Given instruction: Rewrite the lines of the material below, replacing "outline" with "enclose" everywhere and leaving everything else unchanged. Leave the pictures out of your answer.

════════════════

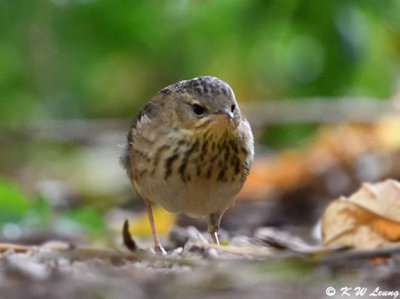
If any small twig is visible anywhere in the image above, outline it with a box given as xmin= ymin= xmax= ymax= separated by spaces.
xmin=318 ymin=247 xmax=400 ymax=264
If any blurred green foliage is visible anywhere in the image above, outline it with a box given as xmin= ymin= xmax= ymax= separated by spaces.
xmin=0 ymin=180 xmax=106 ymax=239
xmin=0 ymin=181 xmax=32 ymax=223
xmin=0 ymin=0 xmax=400 ymax=124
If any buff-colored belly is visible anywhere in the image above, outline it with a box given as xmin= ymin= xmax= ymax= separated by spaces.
xmin=135 ymin=173 xmax=242 ymax=217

════════════════

Solution:
If any small twig is visible anywhere in the image above, enclose it with a box given as xmin= ymin= xmax= ymax= separated by spaces.
xmin=318 ymin=247 xmax=400 ymax=264
If any blurred green foliage is visible anywhere in the image above, enclose it with a box given as xmin= ymin= xmax= ymax= separated by spaces.
xmin=0 ymin=180 xmax=106 ymax=239
xmin=0 ymin=181 xmax=32 ymax=223
xmin=0 ymin=0 xmax=400 ymax=124
If any buff-colored belly is visible anywhere in the image above, enclose it with a box given as xmin= ymin= xmax= ymax= separated by spaces.
xmin=135 ymin=173 xmax=242 ymax=217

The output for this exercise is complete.